▼

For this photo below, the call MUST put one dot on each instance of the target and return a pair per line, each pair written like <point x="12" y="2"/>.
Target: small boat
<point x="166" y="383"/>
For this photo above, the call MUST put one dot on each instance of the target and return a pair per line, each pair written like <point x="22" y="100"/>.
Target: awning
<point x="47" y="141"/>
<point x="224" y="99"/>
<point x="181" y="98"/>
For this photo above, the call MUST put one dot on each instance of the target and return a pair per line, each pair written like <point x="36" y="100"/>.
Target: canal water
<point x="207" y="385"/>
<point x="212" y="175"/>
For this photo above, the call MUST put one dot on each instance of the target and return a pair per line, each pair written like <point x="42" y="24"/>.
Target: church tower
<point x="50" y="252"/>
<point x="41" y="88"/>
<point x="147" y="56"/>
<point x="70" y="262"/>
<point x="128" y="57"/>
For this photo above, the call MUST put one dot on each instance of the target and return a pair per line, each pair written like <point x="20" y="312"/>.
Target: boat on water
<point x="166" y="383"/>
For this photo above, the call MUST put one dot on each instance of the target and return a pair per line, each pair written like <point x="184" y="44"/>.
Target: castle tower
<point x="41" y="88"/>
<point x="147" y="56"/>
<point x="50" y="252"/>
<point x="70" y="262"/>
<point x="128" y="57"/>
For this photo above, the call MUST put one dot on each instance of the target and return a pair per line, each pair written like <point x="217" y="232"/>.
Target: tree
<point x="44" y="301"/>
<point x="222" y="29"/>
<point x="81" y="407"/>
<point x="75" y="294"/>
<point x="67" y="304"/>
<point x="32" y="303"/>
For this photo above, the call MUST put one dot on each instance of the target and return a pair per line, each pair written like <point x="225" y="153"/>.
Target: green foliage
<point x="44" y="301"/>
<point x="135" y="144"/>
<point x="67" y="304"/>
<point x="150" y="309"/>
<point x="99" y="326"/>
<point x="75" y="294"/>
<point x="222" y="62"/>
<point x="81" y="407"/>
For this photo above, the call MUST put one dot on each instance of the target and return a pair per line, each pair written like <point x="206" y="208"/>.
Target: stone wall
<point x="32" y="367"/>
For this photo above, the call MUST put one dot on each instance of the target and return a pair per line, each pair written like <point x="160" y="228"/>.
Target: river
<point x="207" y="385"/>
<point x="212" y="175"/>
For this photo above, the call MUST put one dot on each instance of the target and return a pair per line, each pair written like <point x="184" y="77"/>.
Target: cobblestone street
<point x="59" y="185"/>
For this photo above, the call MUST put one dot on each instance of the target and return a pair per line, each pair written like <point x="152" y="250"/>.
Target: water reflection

▲

_Exercise description_
Count the lines in the data above that contain the word "tower", and reply with only that number.

_Final answer_
2